▶ **WORK ITEM**: Beginning with the line containing "indicate the concrete" and ending with the last line of the entries below, copy each line exactly and nothing else.

▶ **DATA EXCERPTS**:
·····

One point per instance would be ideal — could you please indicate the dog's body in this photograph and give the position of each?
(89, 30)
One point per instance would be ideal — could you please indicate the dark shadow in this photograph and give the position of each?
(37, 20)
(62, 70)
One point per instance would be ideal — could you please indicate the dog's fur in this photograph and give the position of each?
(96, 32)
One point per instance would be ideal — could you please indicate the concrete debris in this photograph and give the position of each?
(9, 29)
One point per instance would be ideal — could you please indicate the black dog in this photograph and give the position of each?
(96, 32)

·····

▶ **OUTPUT**:
One point per instance would be ideal — could you please indicate the concrete debris in this photograph and give the position of each?
(9, 29)
One point per instance would be ideal — could you please indicate the black dog in this photograph and give the position of each?
(96, 32)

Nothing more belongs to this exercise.